━━ EXTRAIT DU DOCUMENT ━━

Une attitude qu’André Tordeux déplore d’autant plus qu’il déclare : « qu’il a toujours été attiré par ce qu’il ne savait pas faire ». Directeur de Recherche en sciences de gestion, André Tordeux a créé Genoscreen en 2001. Genoscreen compte actuellement 30 salariés. Cette biotech lilloise développe et réalise des prestations et des solutions innovantes en génomique, à destination des laboratoires de recherche académiques et privés.

« Les laboratoires académiques sont aussi bien des clients que des partenaires » déclare-t-il. Des collaborations sont développées avec de nombreux laboratoires : « Des directeurs de recherche séniors interviennent, ponctuellement, dans l’entreprise, en qualité de consultants. Ils nous enrichissent de leurs conseils et des relations qu’ils entretiennent avec des équipes de recherche, souvent prestigieuses. »

Les PME sont un vivier d’emplois dans le secteur des biotechnologies. Elles représentent 37 % des effectifs du secteur selon l’Étude sur les besoins en compétences dans les Biotechnologies Santé, LEEM, octobre 2011. «Nous ne ressentons pas de pénurie de personnels qualifiés en sciences et en technologies, à notre niveau » déclare le chef d’entreprise. Cette situation trouve en partie son explication dans le fait que la région Nord Pas-de-Calais ne propose que 4 % des emplois dans les biotech, loin derrière les 38 % affichés pour la région Ile de France et les 26,8 % de la région Rhône-Alpes (toujours selon l’étude du LEEM).

Les PME en biotechnologies connaissent quelques difficultés de recrutement de profils qualifiés. « Malheureusement, des entreprises comme la nôtre doivent aussi faire appel à d’autres qualifications, notamment technico-commerciales qui, elles, sont très difficile à trouver. C’est d’ailleurs un facteur limitant de notre croissance. Cette pénurie, au niveau des qualifications mixtes (Doctorat + Master commercial), est aggravée par le fait que les sociétés de plus grande taille sont très actives pour attirer chez elles, les technico commerciaux une fois qu’ils ont fait leurs premiers pas dans des biotech » regrette André Tordeux.

On l’aura donc compris, un biologiste qui souhaite travailler chez Genoscreen doit être proactif et ouvert à d’autres types de métiers. « Chez nous un docteur doit être autonome et pouvoir intervenir sur différents programmes. En tant que responsable de projet, il doit savoir monter des projets, rechercher des financements, répondre à des appels d’offres, conduire des travaux, susciter des collaborations, mais aussi publier. Un docteur doit aussi savoir exploiter son "réseau" car s’il vient d’un environnement scientifique qui intéresse l’entreprise et il doit être à même d’en tirer parti » résume-t-il.

━━━
━━ DONNÉES SOURCES ━━

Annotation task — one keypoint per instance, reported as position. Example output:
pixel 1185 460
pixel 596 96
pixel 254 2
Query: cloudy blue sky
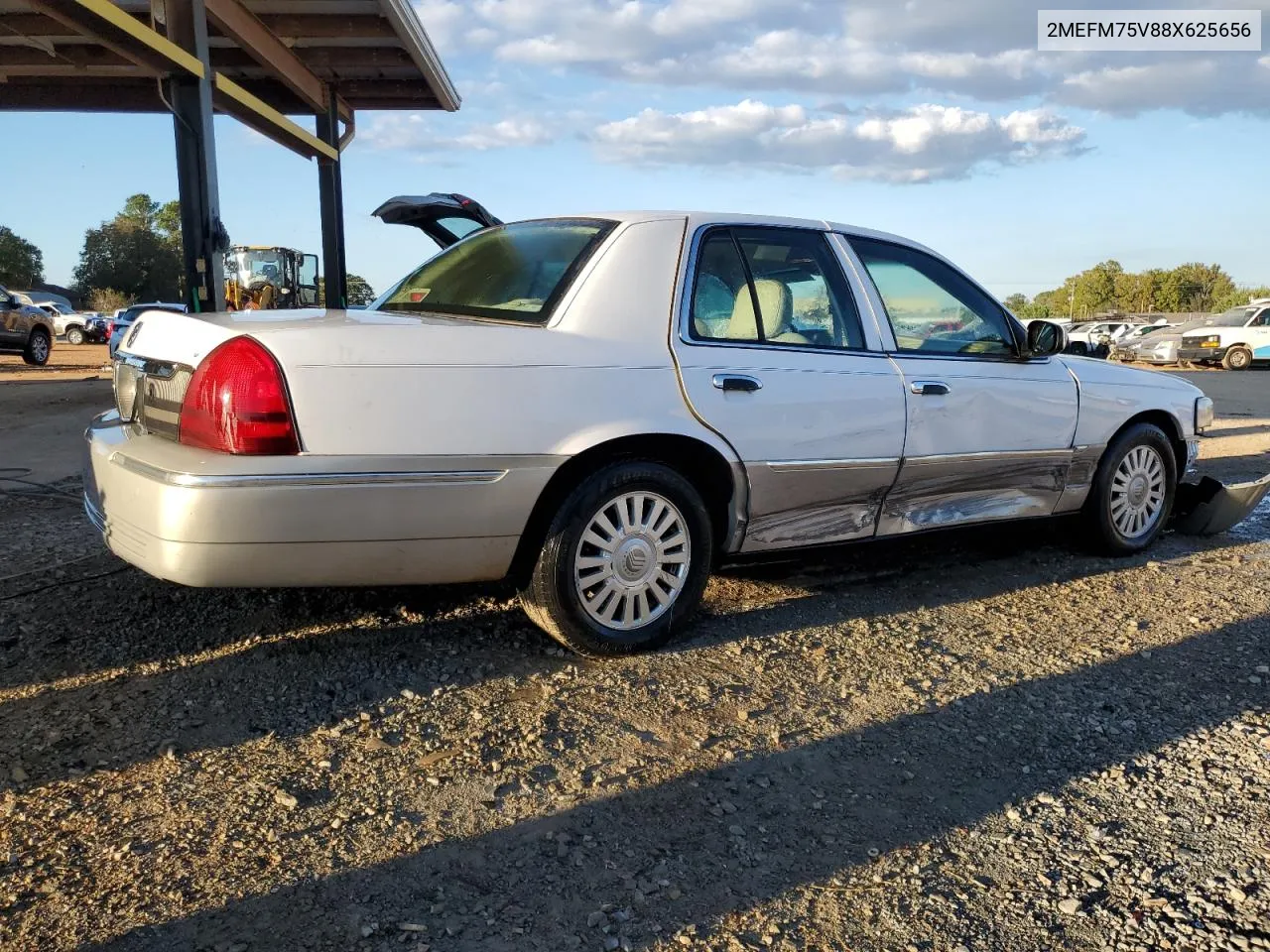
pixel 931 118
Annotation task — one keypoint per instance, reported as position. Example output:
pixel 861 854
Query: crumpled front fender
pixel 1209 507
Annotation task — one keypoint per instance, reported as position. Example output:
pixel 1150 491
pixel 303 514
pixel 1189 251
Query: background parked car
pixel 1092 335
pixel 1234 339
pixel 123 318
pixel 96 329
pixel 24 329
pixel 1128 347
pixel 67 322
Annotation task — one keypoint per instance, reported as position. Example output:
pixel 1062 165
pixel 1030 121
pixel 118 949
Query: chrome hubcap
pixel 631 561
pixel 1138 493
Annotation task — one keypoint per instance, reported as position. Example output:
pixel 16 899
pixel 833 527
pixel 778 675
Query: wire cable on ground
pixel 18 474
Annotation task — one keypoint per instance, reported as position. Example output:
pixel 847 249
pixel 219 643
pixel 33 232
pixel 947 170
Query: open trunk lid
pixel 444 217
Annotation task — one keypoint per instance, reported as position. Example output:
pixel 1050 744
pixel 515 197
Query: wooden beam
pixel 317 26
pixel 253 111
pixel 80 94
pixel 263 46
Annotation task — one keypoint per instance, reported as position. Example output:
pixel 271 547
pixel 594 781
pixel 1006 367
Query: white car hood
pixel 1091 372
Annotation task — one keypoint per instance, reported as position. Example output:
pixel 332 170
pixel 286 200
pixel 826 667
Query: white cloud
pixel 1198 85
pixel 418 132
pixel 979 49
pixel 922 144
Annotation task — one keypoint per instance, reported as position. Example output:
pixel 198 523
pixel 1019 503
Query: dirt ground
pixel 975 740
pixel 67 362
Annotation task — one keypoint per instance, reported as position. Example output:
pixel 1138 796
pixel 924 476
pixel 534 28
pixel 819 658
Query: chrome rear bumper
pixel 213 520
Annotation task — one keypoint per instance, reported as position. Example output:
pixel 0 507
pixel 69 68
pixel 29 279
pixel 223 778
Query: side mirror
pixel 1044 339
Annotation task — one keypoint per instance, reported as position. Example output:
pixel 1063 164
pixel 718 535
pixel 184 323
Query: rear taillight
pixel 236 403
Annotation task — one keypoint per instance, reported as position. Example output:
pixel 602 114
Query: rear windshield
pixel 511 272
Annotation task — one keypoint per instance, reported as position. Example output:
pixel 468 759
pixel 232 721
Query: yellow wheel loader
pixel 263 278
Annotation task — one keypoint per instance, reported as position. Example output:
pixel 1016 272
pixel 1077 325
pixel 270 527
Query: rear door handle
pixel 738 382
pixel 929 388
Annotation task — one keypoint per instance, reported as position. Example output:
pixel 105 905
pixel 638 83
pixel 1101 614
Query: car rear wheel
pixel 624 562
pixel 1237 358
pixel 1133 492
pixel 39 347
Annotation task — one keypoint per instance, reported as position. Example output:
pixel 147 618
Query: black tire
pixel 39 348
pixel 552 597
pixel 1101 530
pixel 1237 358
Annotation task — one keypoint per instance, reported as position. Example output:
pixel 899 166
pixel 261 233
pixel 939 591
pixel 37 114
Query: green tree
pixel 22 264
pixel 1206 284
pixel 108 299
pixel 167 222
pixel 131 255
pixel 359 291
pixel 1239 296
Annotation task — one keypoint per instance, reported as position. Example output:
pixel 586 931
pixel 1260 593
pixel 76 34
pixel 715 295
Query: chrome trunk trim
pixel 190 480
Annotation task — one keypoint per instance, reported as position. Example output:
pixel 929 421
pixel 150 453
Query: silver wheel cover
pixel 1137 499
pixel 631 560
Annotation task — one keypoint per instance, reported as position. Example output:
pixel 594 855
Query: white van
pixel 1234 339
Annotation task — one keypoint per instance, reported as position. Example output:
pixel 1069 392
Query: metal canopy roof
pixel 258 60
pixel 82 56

━━━

*CONSIGNE 1:* D'après l'extrait sur Genoscreen, combien de salariés l'entreprise compte-t-elle actuellement ?
*CONSIGNE 2:* Veuillez poursuivre l'extrait sur Genoscreen à partir de sa dernière phrase.

*RÉPONSE ATTENDUE 1:* Genoscreen compte actuellement 30 salariés.

*RÉPONSE ATTENDUE 2:*
« Chez Genoscreen, le cœur de l’innovation de l’entreprise est la R&D. Nous n’avons pas d’autre choix que d’être innovants. C’est là qu’est notre facteur clé de succès principal. C’est la raison pour laquelle, chaque année, nous investissons plus du quart de notre chiffre d’affaires en R & D. Il est, par conséquent, normal que nos chercheurs et nos ingénieurs soient considérés comme des ressources clés. Ces ressources sont d’autant plus profitables à l’entreprise, qu’elles contribuent à son rayonnement international, au gré des publications (plus de 10, en moyenne, par an) et des communications qui sont faites dans des congrès internationaux » précise-t-il.

« Ces présentations publiques contribuent à la visibilité et à la promotion de Genoscreen et conduisent, naturellement, au développement de nos activités. Cette tâche incombe à nos docteurs en biologie moléculaire qui sont d’excellents vecteurs pour notre développement commercial » assure André Tordeux.

La renommée de l’entreprise a dépassé les frontières de l’hexagone. « Le Kit de traçage du Bacille de Koch (tuberculose) de Genoscreen est le seul actuellement disponible au niveau mondial. D’importantes innovations sont en cours de lancement, notamment en microbiologie, avec le lancement de solutions optimisées d’analyses de communautés microbiennes et celui d’un kit de dépistage des résistances aux antibiotiques qui exploite la puissance des nouvelles technologies de séquençage » se réjouit le chef d’entreprise.

« Depuis 2001, Genoscreen a vécu plusieurs révolutions technologiques. L’entreprise a toujours su s’adapter et rebondir, avant tout, grâce à ses salariés et, en particulier, grâce à ses docteurs » conclut-il.